Exercise aim:
Repeat the data below exactly, with every entry included.

Raw data:
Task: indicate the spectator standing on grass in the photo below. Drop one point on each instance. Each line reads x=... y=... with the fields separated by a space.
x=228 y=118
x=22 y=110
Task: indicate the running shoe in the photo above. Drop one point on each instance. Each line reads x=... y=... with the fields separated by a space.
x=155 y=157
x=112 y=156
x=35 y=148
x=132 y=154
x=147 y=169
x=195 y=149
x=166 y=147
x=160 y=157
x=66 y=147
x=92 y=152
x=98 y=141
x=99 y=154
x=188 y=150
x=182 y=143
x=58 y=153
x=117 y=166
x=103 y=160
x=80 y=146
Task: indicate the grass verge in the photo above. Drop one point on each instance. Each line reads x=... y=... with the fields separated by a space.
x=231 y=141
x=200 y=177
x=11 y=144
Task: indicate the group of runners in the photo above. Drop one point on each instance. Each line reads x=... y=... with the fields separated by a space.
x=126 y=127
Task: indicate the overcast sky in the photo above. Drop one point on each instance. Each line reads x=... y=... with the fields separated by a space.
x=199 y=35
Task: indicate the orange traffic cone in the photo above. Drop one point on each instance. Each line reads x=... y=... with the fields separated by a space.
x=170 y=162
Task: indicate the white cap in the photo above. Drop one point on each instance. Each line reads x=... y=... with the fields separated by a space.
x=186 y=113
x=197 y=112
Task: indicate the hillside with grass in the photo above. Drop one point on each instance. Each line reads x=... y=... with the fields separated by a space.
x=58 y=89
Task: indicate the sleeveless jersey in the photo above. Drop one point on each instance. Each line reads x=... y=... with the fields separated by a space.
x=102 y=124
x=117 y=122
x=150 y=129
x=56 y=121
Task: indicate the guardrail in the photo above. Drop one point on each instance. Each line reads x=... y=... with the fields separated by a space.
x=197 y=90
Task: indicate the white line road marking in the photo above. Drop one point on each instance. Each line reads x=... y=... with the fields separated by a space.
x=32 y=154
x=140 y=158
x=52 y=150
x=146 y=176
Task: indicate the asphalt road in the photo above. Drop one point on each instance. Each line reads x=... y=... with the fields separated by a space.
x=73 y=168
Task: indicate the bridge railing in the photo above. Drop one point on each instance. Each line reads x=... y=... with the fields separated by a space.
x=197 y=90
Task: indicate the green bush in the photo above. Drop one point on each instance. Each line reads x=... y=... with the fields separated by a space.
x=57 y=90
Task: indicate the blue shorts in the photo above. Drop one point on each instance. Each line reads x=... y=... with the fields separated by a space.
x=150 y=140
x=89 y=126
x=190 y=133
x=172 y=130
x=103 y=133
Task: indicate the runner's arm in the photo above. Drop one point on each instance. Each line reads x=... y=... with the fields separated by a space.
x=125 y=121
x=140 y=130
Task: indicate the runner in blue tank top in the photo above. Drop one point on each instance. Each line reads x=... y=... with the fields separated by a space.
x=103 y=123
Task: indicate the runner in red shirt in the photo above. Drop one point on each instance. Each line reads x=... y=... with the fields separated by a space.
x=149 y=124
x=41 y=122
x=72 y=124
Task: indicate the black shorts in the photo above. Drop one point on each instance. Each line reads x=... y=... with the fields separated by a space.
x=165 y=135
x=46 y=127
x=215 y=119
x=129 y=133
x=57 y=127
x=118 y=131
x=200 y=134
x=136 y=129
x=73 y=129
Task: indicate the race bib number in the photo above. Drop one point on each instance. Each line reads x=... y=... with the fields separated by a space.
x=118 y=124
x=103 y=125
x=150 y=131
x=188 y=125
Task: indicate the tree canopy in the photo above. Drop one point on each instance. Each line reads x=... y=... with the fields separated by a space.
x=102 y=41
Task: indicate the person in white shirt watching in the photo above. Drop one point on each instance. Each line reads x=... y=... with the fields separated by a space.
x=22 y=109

Answer to this problem:
Task: indicate the spectator standing on grass in the photo below. Drop one point on each instance. Each line reads x=... y=... with the fields separated by a space.
x=228 y=118
x=22 y=110
Task: indicate the running shoe in the photo above. Drop one point on each instance. Each line reads x=... y=... with the fields separated by a space.
x=155 y=157
x=112 y=156
x=35 y=148
x=132 y=154
x=147 y=169
x=195 y=149
x=166 y=147
x=160 y=157
x=66 y=147
x=92 y=152
x=98 y=141
x=99 y=154
x=188 y=150
x=182 y=143
x=58 y=153
x=117 y=166
x=103 y=160
x=80 y=146
Task: indicate the grass verge in the photo above. Drop one point on each instance. Each line reads x=... y=... with the fields separated by a space.
x=231 y=141
x=200 y=177
x=11 y=144
Task: indicate the group of runners in the photo above. Drop one point on each instance. Each line reads x=... y=... with the fields separated by a space.
x=126 y=127
Task: indicate the overcast sky in the photo above. Drop one point on each instance. Each line reads x=... y=... with the fields separated by a space.
x=199 y=35
Task: indicate the orange traffic cone in the photo above. Drop one point on each instance. Each line reads x=... y=... with the fields separated by a space.
x=170 y=162
Task: indicate the white cap in the photo above. Drop one point on each instance. Each line reads x=... y=... with the fields separated by a space.
x=186 y=113
x=197 y=112
Task: indicate the hillside with grass in the photo above. Drop one point on each instance. Each line reads x=... y=... with the fields separated by a space.
x=58 y=89
Task: indicate the sleeveless jersey in the photo above. Drop one point on each instance. Each line reads x=... y=... with the fields separated by a space.
x=102 y=124
x=117 y=122
x=150 y=129
x=56 y=121
Task: indicate the guardrail in the photo above. Drop one point on each instance. Each line reads x=... y=... with the fields separated by a space.
x=197 y=90
Task: indicate the white line road marking in the photo above. Drop one point on each instance. Each line reads x=... y=... with the fields separated by a space.
x=32 y=154
x=140 y=158
x=52 y=150
x=146 y=176
Task: indicate the asphalt road in the photo above. Drop one point on each instance. Each line reads x=... y=... with the fields separated by a space.
x=73 y=168
Task: indicate the bridge railing in the photo above. Drop one point on each instance. Each line reads x=... y=... with the fields separated by a space.
x=197 y=90
Task: indicate the green bush in the photo above. Drop one point on each instance. Each line reads x=... y=... with the fields separated by a space.
x=57 y=90
Task: indicate the blue shorts in the photo above. Drop one point on each instance. Each line reads x=... y=... with the fields separated by a space.
x=150 y=140
x=89 y=126
x=190 y=133
x=172 y=130
x=103 y=133
Task: indicate the runner's arm in the photo above. Drop one point on each instance. Each line reads x=... y=... with the fields separated by a space.
x=125 y=121
x=140 y=130
Task: indicate the runner in blue tank top in the photo above. Drop one point on each instance. Each line reads x=... y=... with the fields separated by a space.
x=103 y=123
Task: indicate the runner in red shirt in the photo above. Drop one point on each instance. Each line reads x=... y=... with the fields separated by a space.
x=149 y=124
x=41 y=122
x=72 y=124
Task: indicate the black shorts in the photo above. Drop one point on each instance. Each line reads x=... y=... with the fields separated by a space.
x=165 y=135
x=46 y=127
x=215 y=119
x=129 y=133
x=57 y=127
x=118 y=131
x=200 y=134
x=136 y=129
x=73 y=129
Task: indicate the race bib number in the photo above. Drop one point on each instance. Each line reads x=... y=... with the fields separated by a space.
x=118 y=124
x=103 y=125
x=150 y=131
x=188 y=125
Task: indicate the tree canopy in the photo above. Drop one point on each instance. Each line reads x=... y=... with the fields separated by a space.
x=102 y=41
Task: indicate the person in white shirt watching in the photo above. Drop one point on each instance. Each line reads x=... y=... with the fields separated by a space.
x=22 y=109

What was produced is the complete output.